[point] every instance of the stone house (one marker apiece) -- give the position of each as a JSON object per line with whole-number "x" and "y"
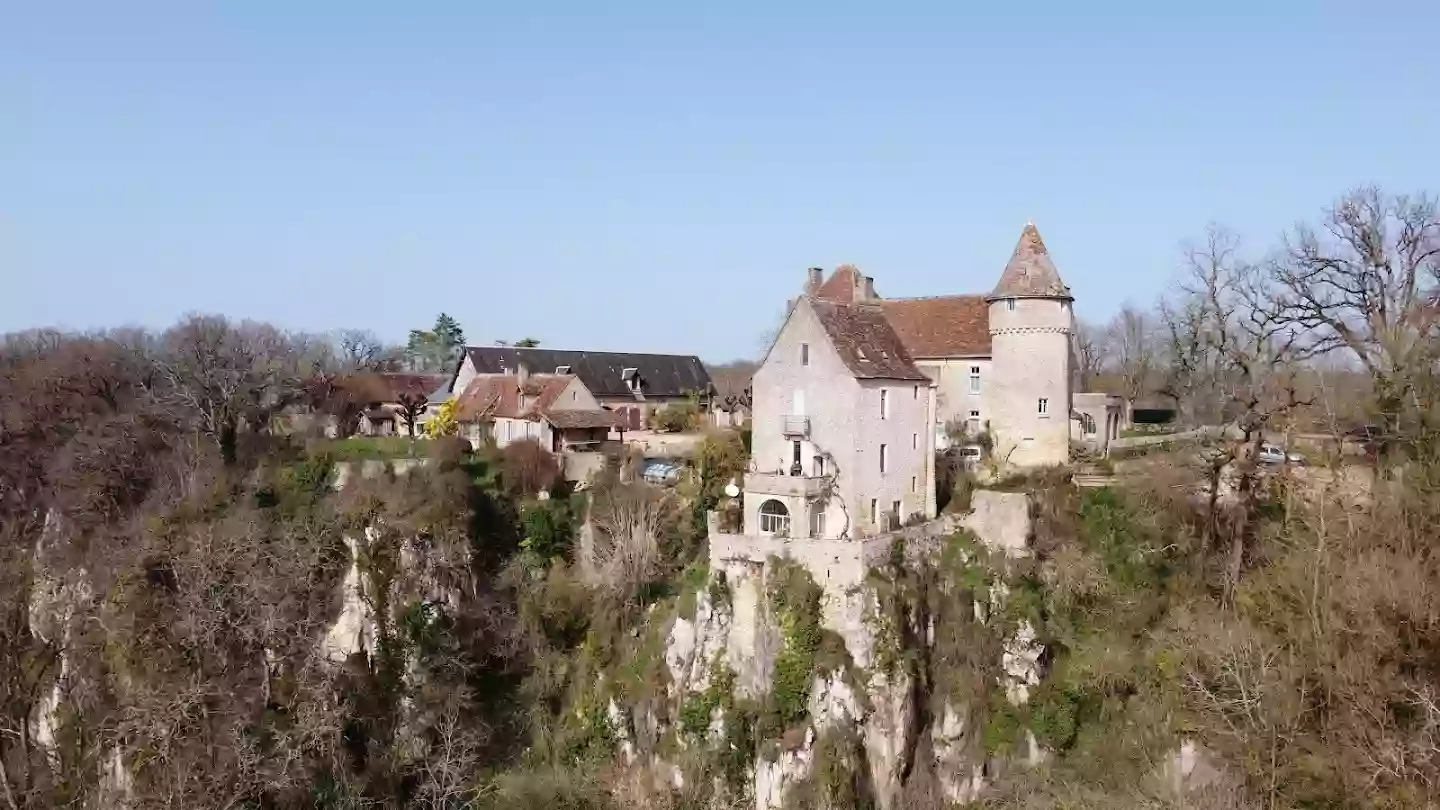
{"x": 632, "y": 385}
{"x": 843, "y": 440}
{"x": 556, "y": 411}
{"x": 1099, "y": 420}
{"x": 1000, "y": 361}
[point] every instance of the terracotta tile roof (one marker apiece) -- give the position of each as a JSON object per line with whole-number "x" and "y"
{"x": 943, "y": 326}
{"x": 866, "y": 340}
{"x": 1030, "y": 273}
{"x": 483, "y": 398}
{"x": 488, "y": 397}
{"x": 566, "y": 420}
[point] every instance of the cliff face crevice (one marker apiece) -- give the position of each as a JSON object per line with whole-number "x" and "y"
{"x": 867, "y": 691}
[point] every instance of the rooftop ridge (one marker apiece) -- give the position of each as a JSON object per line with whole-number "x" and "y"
{"x": 578, "y": 350}
{"x": 935, "y": 297}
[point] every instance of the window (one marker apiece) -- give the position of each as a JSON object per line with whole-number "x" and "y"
{"x": 775, "y": 519}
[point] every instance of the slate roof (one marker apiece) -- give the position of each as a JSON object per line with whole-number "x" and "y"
{"x": 566, "y": 420}
{"x": 661, "y": 375}
{"x": 943, "y": 326}
{"x": 866, "y": 342}
{"x": 1030, "y": 273}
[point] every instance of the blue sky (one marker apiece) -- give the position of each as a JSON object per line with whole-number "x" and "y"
{"x": 658, "y": 175}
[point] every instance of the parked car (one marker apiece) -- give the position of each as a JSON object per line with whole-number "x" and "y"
{"x": 1272, "y": 454}
{"x": 660, "y": 472}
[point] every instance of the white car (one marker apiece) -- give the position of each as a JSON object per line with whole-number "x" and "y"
{"x": 1272, "y": 454}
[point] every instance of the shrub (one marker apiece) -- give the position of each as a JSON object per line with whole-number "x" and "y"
{"x": 547, "y": 529}
{"x": 448, "y": 451}
{"x": 527, "y": 467}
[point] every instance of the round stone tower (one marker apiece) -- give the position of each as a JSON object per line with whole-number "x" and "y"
{"x": 1030, "y": 323}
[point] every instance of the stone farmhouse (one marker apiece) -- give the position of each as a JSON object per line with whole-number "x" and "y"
{"x": 632, "y": 385}
{"x": 556, "y": 411}
{"x": 856, "y": 391}
{"x": 1002, "y": 361}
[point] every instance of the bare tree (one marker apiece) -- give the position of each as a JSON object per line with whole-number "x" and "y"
{"x": 223, "y": 378}
{"x": 412, "y": 404}
{"x": 1131, "y": 350}
{"x": 1086, "y": 343}
{"x": 1236, "y": 352}
{"x": 360, "y": 350}
{"x": 1367, "y": 283}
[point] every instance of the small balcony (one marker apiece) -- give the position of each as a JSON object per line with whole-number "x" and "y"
{"x": 782, "y": 484}
{"x": 795, "y": 425}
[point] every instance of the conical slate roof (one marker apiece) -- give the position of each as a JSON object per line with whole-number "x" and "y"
{"x": 1030, "y": 273}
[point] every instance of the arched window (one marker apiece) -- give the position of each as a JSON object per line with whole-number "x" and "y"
{"x": 775, "y": 519}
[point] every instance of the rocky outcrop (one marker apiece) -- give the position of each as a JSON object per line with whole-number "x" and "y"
{"x": 874, "y": 698}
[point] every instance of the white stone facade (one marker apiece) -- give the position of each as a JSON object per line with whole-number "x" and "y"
{"x": 1030, "y": 389}
{"x": 846, "y": 456}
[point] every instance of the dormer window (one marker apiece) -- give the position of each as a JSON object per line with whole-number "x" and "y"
{"x": 631, "y": 378}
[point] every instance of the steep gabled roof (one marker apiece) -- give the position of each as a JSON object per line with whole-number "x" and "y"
{"x": 846, "y": 286}
{"x": 491, "y": 397}
{"x": 942, "y": 326}
{"x": 864, "y": 340}
{"x": 602, "y": 372}
{"x": 1030, "y": 273}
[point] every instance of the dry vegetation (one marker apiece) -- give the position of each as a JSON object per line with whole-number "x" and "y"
{"x": 170, "y": 565}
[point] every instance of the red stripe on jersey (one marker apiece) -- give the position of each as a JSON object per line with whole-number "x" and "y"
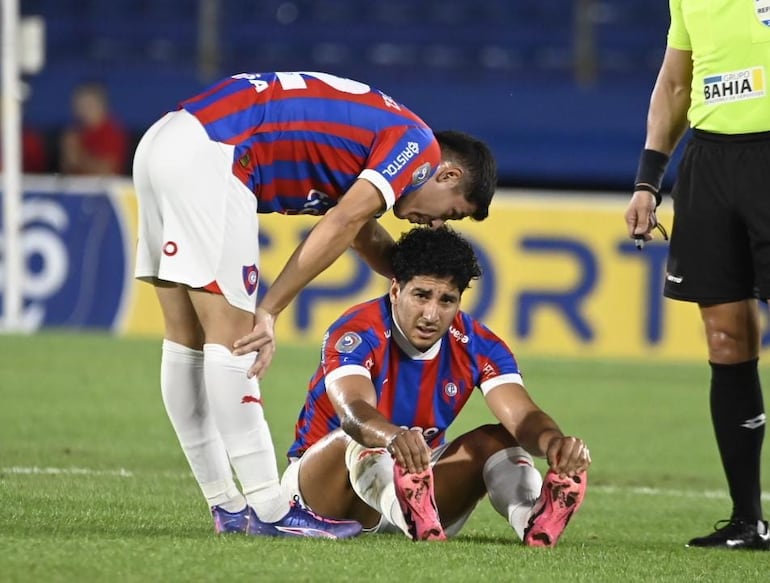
{"x": 225, "y": 106}
{"x": 323, "y": 155}
{"x": 356, "y": 134}
{"x": 425, "y": 415}
{"x": 375, "y": 98}
{"x": 210, "y": 90}
{"x": 388, "y": 393}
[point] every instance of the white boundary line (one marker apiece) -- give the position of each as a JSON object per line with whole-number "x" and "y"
{"x": 124, "y": 473}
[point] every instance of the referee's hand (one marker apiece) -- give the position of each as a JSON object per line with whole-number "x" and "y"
{"x": 640, "y": 216}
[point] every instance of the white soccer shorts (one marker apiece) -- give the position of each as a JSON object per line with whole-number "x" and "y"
{"x": 198, "y": 223}
{"x": 290, "y": 489}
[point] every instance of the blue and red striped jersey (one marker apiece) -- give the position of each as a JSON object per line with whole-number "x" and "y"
{"x": 414, "y": 390}
{"x": 302, "y": 139}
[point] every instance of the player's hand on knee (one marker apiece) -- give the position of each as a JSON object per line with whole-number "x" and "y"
{"x": 261, "y": 340}
{"x": 568, "y": 455}
{"x": 409, "y": 449}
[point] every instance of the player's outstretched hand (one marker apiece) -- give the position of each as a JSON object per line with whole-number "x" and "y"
{"x": 260, "y": 340}
{"x": 409, "y": 449}
{"x": 640, "y": 215}
{"x": 568, "y": 456}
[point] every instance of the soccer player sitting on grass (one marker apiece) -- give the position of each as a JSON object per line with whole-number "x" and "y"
{"x": 394, "y": 374}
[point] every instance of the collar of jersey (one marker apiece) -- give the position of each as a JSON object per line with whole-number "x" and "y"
{"x": 408, "y": 348}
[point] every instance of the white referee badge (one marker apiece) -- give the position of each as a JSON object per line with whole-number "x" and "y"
{"x": 762, "y": 10}
{"x": 348, "y": 342}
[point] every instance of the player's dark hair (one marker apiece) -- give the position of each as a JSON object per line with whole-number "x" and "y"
{"x": 480, "y": 167}
{"x": 435, "y": 252}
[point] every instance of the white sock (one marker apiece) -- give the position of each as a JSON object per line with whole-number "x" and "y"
{"x": 184, "y": 396}
{"x": 513, "y": 484}
{"x": 371, "y": 475}
{"x": 236, "y": 404}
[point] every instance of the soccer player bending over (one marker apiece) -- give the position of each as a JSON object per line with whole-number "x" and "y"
{"x": 394, "y": 373}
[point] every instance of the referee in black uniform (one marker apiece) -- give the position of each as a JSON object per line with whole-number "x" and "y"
{"x": 714, "y": 78}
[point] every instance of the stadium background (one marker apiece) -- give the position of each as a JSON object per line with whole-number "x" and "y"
{"x": 558, "y": 88}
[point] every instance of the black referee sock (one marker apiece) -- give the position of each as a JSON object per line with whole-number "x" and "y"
{"x": 737, "y": 413}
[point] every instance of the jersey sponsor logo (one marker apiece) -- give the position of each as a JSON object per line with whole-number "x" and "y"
{"x": 402, "y": 159}
{"x": 390, "y": 102}
{"x": 250, "y": 278}
{"x": 316, "y": 203}
{"x": 488, "y": 371}
{"x": 421, "y": 174}
{"x": 348, "y": 343}
{"x": 427, "y": 432}
{"x": 170, "y": 248}
{"x": 762, "y": 10}
{"x": 734, "y": 86}
{"x": 457, "y": 335}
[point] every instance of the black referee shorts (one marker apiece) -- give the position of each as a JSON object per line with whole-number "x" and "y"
{"x": 720, "y": 242}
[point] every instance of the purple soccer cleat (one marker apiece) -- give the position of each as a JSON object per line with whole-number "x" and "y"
{"x": 230, "y": 522}
{"x": 301, "y": 521}
{"x": 558, "y": 501}
{"x": 416, "y": 498}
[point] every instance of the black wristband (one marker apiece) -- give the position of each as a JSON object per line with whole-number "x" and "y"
{"x": 652, "y": 167}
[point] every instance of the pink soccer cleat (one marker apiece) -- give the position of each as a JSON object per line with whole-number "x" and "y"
{"x": 417, "y": 501}
{"x": 558, "y": 501}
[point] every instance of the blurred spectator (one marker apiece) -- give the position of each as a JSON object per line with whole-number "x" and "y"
{"x": 97, "y": 143}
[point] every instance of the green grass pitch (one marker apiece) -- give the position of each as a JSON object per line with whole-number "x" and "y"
{"x": 93, "y": 486}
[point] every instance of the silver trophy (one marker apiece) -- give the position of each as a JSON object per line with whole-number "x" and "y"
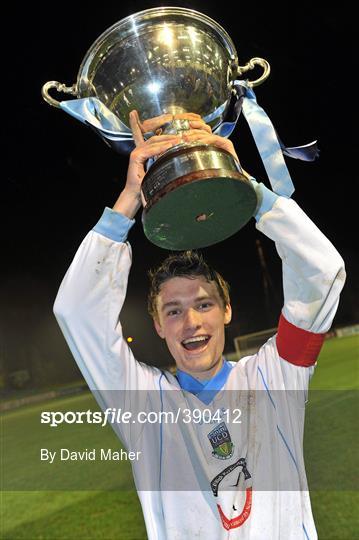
{"x": 169, "y": 61}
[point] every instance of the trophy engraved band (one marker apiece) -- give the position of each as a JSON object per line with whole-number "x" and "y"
{"x": 171, "y": 61}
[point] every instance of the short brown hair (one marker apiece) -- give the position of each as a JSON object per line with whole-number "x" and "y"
{"x": 189, "y": 264}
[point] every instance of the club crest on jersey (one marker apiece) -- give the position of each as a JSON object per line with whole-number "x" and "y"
{"x": 221, "y": 442}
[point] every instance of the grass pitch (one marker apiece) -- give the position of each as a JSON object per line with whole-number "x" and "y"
{"x": 331, "y": 449}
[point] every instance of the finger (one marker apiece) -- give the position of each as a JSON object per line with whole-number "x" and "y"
{"x": 205, "y": 138}
{"x": 136, "y": 128}
{"x": 144, "y": 152}
{"x": 200, "y": 124}
{"x": 193, "y": 133}
{"x": 154, "y": 123}
{"x": 163, "y": 138}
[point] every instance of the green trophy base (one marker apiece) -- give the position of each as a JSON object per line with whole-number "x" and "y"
{"x": 201, "y": 209}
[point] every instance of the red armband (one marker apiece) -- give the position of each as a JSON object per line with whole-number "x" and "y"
{"x": 296, "y": 345}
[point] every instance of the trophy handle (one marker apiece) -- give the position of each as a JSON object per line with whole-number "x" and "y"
{"x": 60, "y": 87}
{"x": 251, "y": 65}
━━━━━━━━
◆ About this exercise: Repeat, character for character, the lines from the one that holds "[point] every instance of the trophy handle" to the final line of the material, inclusive, and no other lines.

◆ Response to this exercise:
[point] every instance of the trophy handle (one marker apiece) -- give the position of each as a JSON object per line with whole-number "x" and "y"
{"x": 60, "y": 87}
{"x": 251, "y": 65}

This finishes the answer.